▶ _Supplied passage_
+ + + + +

Down Syndrome and Dementia

People with intellectual disability (ID) are probably all more likely to develop dementia than others. However, there is a particularly strong link between Down Syndrome and Alzheimer’s Disease.

Information Sheet

Down syndrome (also known as Down’s syndrome) is the commonest congenital cause of intellectual disability in New Zealand. It is caused by chromosomal abnormalities, usually a third copy of chromosome 21 rather than just two. It is associated with intellectual disability and characteristic physical features.

Alzheimers Disease causes deterioration in memory, reasoning, emotions and behaviour. The typical brain changes seen microscopically in this condition are amyloid plaques (protein laid down in response to damage) and neurofibrillary tangles (dying nerve cells). These changes can be seen in the brains of most people with Down syndrome by the age of 40, although they may not have developed symptoms. The average age of onset of dementia for people with Down syndrome is in the 50s, but even then, only 50% have dementia by the time they are 60. People with intellectual disability are living much longer than they used to and are more likely to develop dementia than others and at an earlier age.

+ + + + +

▶ _Provided material_
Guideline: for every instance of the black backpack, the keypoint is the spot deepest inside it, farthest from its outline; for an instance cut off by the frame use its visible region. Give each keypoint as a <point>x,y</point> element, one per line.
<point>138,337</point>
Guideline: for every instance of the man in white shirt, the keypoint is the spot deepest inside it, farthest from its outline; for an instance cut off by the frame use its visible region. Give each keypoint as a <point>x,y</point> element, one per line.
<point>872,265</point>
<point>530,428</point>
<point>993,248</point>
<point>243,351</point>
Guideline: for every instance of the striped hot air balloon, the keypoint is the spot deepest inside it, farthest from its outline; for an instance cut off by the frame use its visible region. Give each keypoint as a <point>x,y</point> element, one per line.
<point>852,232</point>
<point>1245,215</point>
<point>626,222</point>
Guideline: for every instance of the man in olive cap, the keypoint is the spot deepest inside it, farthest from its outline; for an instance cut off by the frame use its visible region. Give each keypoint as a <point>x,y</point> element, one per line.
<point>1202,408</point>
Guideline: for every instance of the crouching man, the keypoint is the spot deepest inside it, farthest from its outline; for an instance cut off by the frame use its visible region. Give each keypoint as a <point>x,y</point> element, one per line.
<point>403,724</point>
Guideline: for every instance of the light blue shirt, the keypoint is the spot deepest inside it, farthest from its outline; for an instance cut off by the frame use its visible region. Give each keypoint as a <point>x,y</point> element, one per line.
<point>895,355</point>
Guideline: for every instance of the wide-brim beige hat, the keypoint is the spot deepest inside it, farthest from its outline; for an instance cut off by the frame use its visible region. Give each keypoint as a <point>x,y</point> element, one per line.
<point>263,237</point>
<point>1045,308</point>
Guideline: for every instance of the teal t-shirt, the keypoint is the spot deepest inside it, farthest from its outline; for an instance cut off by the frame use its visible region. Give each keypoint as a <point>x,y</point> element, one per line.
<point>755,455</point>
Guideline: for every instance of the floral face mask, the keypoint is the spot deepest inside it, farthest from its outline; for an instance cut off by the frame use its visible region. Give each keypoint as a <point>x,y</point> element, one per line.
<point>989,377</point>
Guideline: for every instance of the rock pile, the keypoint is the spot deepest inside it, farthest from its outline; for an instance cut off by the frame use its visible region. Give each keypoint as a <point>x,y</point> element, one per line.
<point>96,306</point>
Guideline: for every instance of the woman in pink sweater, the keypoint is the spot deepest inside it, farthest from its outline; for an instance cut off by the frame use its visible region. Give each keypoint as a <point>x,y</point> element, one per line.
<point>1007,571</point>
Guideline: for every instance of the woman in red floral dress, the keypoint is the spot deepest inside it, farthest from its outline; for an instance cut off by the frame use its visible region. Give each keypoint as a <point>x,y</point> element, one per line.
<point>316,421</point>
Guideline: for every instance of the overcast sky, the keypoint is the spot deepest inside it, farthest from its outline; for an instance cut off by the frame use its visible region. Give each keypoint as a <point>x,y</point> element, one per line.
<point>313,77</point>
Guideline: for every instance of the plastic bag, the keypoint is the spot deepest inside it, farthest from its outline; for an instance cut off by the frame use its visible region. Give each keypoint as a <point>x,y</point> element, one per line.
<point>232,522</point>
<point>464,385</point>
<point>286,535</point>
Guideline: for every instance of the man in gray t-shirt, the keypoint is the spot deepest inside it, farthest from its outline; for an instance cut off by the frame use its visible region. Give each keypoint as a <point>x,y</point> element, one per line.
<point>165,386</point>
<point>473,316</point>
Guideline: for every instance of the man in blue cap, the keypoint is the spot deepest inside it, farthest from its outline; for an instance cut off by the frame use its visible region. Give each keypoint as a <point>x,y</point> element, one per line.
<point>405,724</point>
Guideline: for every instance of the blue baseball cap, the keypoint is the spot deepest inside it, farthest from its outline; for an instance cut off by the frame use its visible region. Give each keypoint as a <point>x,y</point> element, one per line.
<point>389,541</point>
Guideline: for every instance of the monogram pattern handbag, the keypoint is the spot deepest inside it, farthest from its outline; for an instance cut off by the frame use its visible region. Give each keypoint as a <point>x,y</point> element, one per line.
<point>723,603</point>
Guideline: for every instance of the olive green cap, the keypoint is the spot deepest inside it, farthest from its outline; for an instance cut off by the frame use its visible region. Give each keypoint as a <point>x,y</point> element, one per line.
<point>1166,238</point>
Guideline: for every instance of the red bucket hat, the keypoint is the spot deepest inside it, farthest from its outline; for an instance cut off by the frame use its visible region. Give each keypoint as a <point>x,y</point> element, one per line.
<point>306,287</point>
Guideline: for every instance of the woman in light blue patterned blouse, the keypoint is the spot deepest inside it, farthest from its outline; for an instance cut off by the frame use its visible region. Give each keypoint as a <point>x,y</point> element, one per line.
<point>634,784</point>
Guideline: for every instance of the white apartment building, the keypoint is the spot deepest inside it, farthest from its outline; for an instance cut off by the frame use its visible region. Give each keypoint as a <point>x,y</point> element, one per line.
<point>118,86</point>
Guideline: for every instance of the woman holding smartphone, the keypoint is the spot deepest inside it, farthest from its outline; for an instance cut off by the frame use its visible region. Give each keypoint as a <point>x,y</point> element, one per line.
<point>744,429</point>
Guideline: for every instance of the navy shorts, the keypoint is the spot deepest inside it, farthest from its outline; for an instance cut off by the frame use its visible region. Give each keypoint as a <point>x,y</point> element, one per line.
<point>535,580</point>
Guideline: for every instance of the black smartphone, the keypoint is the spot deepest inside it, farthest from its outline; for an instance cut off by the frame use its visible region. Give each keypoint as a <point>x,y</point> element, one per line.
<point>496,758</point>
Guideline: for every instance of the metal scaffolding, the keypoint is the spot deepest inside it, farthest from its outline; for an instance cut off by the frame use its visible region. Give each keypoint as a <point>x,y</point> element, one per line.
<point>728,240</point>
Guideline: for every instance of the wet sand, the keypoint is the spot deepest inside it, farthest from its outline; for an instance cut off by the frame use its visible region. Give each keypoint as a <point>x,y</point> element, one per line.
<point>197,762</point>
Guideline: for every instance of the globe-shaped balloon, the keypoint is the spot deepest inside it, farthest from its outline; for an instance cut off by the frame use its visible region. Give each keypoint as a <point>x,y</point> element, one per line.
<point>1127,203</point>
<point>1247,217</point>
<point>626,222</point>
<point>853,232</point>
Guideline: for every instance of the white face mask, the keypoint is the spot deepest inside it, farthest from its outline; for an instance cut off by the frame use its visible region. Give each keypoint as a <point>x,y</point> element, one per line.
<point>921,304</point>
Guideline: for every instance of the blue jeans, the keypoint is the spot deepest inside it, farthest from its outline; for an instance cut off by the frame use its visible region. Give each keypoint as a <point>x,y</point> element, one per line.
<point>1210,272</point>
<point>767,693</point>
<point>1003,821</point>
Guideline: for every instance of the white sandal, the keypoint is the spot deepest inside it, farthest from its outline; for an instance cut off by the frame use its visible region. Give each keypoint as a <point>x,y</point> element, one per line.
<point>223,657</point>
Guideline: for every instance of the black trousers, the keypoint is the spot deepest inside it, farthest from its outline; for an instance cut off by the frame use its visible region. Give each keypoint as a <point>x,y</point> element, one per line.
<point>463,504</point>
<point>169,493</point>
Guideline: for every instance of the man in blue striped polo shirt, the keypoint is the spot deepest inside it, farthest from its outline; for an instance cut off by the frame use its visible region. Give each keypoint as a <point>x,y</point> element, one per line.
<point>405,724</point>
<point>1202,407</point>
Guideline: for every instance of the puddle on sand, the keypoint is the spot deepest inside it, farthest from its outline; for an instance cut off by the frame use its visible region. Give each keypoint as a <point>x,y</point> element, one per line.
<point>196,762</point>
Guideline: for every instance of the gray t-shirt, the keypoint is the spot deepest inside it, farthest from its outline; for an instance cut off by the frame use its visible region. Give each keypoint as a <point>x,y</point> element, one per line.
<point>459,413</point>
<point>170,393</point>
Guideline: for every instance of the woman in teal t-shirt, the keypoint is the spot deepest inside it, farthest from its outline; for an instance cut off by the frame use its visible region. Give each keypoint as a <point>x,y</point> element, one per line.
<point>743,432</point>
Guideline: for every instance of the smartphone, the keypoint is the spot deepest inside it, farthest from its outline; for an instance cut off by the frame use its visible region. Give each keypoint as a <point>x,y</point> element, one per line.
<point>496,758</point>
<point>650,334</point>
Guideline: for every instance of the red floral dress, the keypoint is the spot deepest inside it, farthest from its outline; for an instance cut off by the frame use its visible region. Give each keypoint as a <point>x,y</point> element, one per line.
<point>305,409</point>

+ + + + +

▶ _Instructions to follow_
Pull out, word for word, the stretch of the page about Down syndrome and dementia from "Information Sheet" through "characteristic physical features.". Draw only on the page about Down syndrome and dementia.

▶ _Response to this exercise_
Information Sheet

Down syndrome (also known as Down’s syndrome) is the commonest congenital cause of intellectual disability in New Zealand. It is caused by chromosomal abnormalities, usually a third copy of chromosome 21 rather than just two. It is associated with intellectual disability and characteristic physical features.